TRY IT = In the records below, repeat exactly the lines between the line holding "# drop a point on every instance of the palm" and the line holding "Target: man walking", inclusive, and drop the pictures.

(Point localization data)
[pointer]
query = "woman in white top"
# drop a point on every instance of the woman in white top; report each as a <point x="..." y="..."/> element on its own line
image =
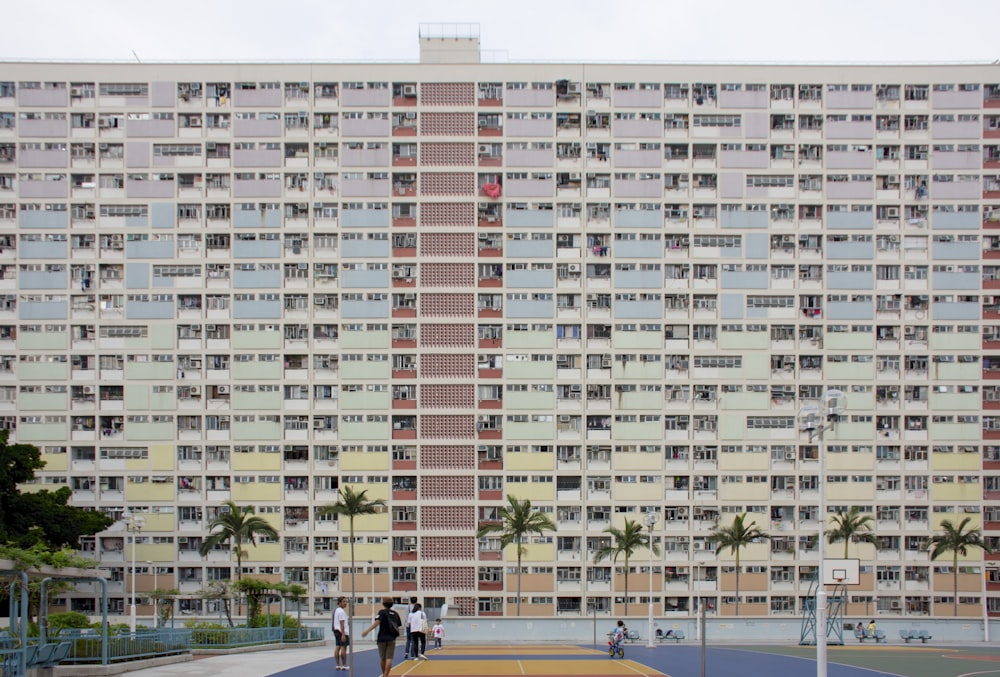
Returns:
<point x="416" y="621"/>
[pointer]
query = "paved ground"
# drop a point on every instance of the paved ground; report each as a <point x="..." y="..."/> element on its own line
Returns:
<point x="555" y="660"/>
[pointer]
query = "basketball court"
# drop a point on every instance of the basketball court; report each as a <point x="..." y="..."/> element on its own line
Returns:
<point x="682" y="660"/>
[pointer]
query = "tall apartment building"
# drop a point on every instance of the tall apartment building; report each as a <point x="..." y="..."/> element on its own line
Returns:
<point x="605" y="288"/>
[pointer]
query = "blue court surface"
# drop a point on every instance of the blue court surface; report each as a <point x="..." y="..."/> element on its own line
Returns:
<point x="682" y="660"/>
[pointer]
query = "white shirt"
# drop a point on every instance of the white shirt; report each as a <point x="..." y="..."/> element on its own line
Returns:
<point x="341" y="615"/>
<point x="414" y="620"/>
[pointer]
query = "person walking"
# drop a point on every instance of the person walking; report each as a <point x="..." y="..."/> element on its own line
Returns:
<point x="417" y="622"/>
<point x="388" y="623"/>
<point x="408" y="649"/>
<point x="341" y="633"/>
<point x="438" y="633"/>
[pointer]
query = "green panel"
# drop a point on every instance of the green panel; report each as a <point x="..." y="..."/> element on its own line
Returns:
<point x="253" y="340"/>
<point x="48" y="432"/>
<point x="732" y="427"/>
<point x="364" y="370"/>
<point x="532" y="430"/>
<point x="42" y="340"/>
<point x="530" y="400"/>
<point x="137" y="395"/>
<point x="647" y="340"/>
<point x="260" y="401"/>
<point x="162" y="339"/>
<point x="365" y="339"/>
<point x="849" y="340"/>
<point x="256" y="371"/>
<point x="738" y="401"/>
<point x="42" y="371"/>
<point x="258" y="430"/>
<point x="150" y="431"/>
<point x="42" y="401"/>
<point x="377" y="430"/>
<point x="743" y="340"/>
<point x="638" y="431"/>
<point x="529" y="339"/>
<point x="150" y="371"/>
<point x="365" y="400"/>
<point x="529" y="370"/>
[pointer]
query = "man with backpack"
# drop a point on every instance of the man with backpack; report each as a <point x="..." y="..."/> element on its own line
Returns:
<point x="388" y="623"/>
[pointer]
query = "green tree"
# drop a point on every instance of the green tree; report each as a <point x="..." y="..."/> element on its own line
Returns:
<point x="735" y="537"/>
<point x="39" y="516"/>
<point x="351" y="504"/>
<point x="625" y="542"/>
<point x="517" y="520"/>
<point x="957" y="540"/>
<point x="851" y="526"/>
<point x="236" y="526"/>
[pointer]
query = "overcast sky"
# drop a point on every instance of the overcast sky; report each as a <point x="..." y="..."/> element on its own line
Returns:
<point x="513" y="30"/>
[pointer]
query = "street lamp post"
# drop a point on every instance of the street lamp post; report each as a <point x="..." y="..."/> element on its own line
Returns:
<point x="156" y="601"/>
<point x="817" y="421"/>
<point x="650" y="523"/>
<point x="133" y="523"/>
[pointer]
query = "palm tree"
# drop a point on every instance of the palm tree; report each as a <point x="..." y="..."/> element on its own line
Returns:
<point x="236" y="526"/>
<point x="957" y="541"/>
<point x="350" y="504"/>
<point x="851" y="525"/>
<point x="737" y="536"/>
<point x="625" y="542"/>
<point x="517" y="520"/>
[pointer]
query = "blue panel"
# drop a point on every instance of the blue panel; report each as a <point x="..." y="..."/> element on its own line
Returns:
<point x="353" y="279"/>
<point x="956" y="220"/>
<point x="638" y="218"/>
<point x="638" y="279"/>
<point x="365" y="249"/>
<point x="529" y="218"/>
<point x="961" y="281"/>
<point x="731" y="306"/>
<point x="42" y="310"/>
<point x="955" y="251"/>
<point x="543" y="249"/>
<point x="743" y="220"/>
<point x="42" y="280"/>
<point x="639" y="249"/>
<point x="638" y="310"/>
<point x="526" y="308"/>
<point x="163" y="214"/>
<point x="520" y="279"/>
<point x="256" y="310"/>
<point x="850" y="310"/>
<point x="149" y="249"/>
<point x="757" y="245"/>
<point x="149" y="310"/>
<point x="256" y="249"/>
<point x="365" y="218"/>
<point x="364" y="309"/>
<point x="864" y="251"/>
<point x="850" y="280"/>
<point x="137" y="275"/>
<point x="41" y="250"/>
<point x="743" y="280"/>
<point x="251" y="279"/>
<point x="42" y="219"/>
<point x="850" y="220"/>
<point x="955" y="311"/>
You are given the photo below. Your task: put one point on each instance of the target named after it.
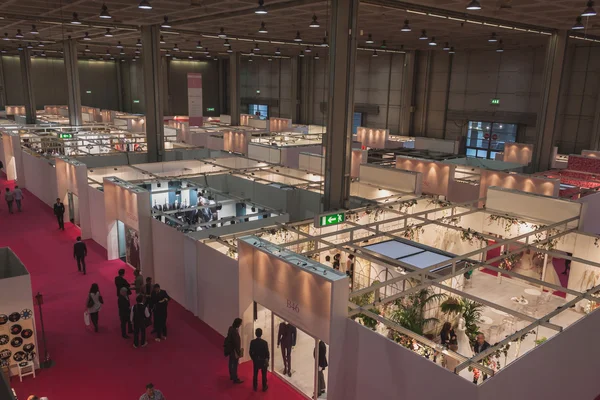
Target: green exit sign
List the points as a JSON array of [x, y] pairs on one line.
[[330, 219]]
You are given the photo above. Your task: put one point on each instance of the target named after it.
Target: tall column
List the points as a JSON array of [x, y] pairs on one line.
[[30, 111], [235, 100], [552, 78], [155, 130], [73, 89], [338, 140]]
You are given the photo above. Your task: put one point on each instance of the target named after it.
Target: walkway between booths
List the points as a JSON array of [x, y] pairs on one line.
[[98, 366]]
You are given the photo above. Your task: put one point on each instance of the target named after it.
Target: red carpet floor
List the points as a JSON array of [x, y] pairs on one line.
[[100, 366]]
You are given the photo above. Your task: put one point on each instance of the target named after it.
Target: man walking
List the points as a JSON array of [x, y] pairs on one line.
[[259, 353], [59, 211], [10, 198], [79, 253], [18, 197]]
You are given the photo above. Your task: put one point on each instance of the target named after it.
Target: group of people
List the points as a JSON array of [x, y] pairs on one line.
[[151, 303]]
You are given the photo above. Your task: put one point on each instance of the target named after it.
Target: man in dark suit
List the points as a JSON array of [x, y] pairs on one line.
[[59, 211], [259, 353], [79, 253]]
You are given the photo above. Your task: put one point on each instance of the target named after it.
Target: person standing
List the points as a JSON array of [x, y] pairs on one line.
[[233, 349], [160, 300], [59, 211], [259, 353], [79, 253], [18, 197], [138, 316], [10, 198], [94, 304]]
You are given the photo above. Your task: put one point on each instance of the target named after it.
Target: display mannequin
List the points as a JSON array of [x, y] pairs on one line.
[[286, 338]]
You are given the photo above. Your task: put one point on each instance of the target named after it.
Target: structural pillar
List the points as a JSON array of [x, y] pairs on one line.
[[235, 100], [73, 89], [338, 139], [30, 111], [155, 130], [547, 117]]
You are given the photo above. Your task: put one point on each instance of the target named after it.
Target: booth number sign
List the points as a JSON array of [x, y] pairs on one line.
[[330, 219]]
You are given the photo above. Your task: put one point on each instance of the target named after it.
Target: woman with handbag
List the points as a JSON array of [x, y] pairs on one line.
[[94, 304]]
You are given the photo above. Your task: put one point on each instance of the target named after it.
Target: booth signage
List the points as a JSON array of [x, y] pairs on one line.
[[330, 219]]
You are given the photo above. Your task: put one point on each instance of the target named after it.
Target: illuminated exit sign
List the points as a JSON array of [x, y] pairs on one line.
[[329, 219]]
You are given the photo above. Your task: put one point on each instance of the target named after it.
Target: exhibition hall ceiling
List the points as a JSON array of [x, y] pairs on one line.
[[516, 23]]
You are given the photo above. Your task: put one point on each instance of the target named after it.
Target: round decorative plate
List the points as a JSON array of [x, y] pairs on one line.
[[26, 313], [16, 329], [14, 317], [27, 333]]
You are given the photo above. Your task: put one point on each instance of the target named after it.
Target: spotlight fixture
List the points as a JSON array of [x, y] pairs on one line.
[[406, 27], [578, 24], [75, 20], [104, 12], [314, 23], [589, 10], [474, 5], [261, 8], [145, 5]]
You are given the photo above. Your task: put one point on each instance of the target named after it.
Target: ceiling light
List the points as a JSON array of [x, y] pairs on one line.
[[578, 25], [474, 5], [314, 23], [104, 12], [589, 10], [75, 20], [145, 5]]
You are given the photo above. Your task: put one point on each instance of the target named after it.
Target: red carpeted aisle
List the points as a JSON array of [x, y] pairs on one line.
[[100, 366]]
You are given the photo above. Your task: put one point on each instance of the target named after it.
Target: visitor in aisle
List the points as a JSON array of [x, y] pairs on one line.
[[124, 313], [79, 253], [94, 304], [59, 212], [18, 197], [259, 353], [10, 198], [152, 394], [160, 300], [233, 349], [138, 317], [120, 282]]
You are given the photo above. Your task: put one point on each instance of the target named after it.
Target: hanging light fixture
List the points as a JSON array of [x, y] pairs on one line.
[[474, 5], [145, 5], [261, 8], [314, 23], [589, 10], [104, 12]]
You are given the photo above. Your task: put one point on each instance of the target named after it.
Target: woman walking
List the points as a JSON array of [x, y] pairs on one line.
[[94, 304]]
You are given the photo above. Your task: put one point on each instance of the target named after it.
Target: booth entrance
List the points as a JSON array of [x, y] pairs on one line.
[[285, 340]]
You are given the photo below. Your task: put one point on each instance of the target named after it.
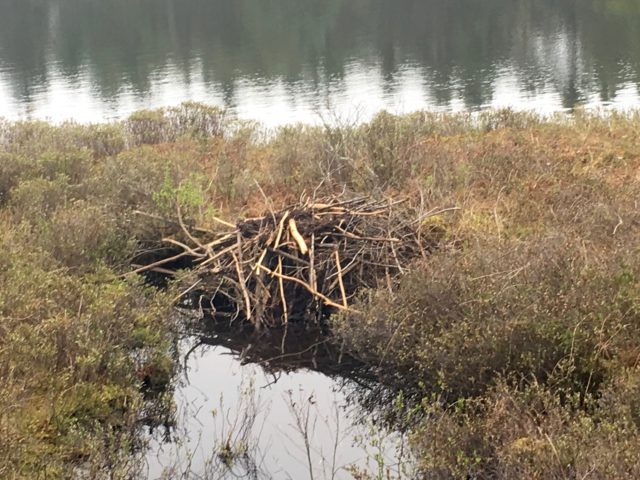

ANSWER SECTION =
# drop a point on every instance of the palm tree; report each as a <point x="..." y="..."/> element on its own line
Returns:
<point x="236" y="526"/>
<point x="957" y="541"/>
<point x="350" y="504"/>
<point x="851" y="525"/>
<point x="737" y="536"/>
<point x="625" y="542"/>
<point x="517" y="520"/>
[pointer]
query = "blue panel"
# drop a point on every instance of the blue panel; report each as a <point x="..." y="..."/> element on its own line
Returns:
<point x="353" y="279"/>
<point x="956" y="220"/>
<point x="638" y="218"/>
<point x="638" y="279"/>
<point x="365" y="249"/>
<point x="529" y="218"/>
<point x="961" y="281"/>
<point x="731" y="306"/>
<point x="42" y="310"/>
<point x="955" y="251"/>
<point x="543" y="249"/>
<point x="743" y="220"/>
<point x="42" y="280"/>
<point x="639" y="249"/>
<point x="638" y="310"/>
<point x="526" y="308"/>
<point x="163" y="214"/>
<point x="520" y="279"/>
<point x="256" y="310"/>
<point x="850" y="310"/>
<point x="149" y="249"/>
<point x="757" y="245"/>
<point x="149" y="310"/>
<point x="256" y="249"/>
<point x="365" y="218"/>
<point x="364" y="309"/>
<point x="864" y="251"/>
<point x="850" y="280"/>
<point x="137" y="275"/>
<point x="41" y="250"/>
<point x="743" y="280"/>
<point x="251" y="279"/>
<point x="42" y="219"/>
<point x="850" y="220"/>
<point x="955" y="311"/>
You are given the photo below. Your task: put one point on each instance of the target named after it.
Target: green exit sign
List the points as a JSON array of [x, y] pairs on one line.
[[330, 219]]
You are given the photo above. Your task: put one point on each instance of the target named after it.
Target: tall column
List the points as a JSON array of [x, y] pairs on one line.
[[30, 111], [235, 100], [552, 78], [155, 130], [73, 89], [338, 140]]
You are given the photo above. Your task: put one point on each instance of the target named after it.
Target: walkway between booths
List the points as a JSON array of [x, y] pairs on one line.
[[98, 366]]
You are given the photo above. Your task: put one point on each instance of the target named after it.
Target: red carpet floor
List the points as a JSON array of [x, y] pairs on one line.
[[100, 366]]
You are given the photo above. Your task: put one point on each instance of the target named after it.
Target: man walking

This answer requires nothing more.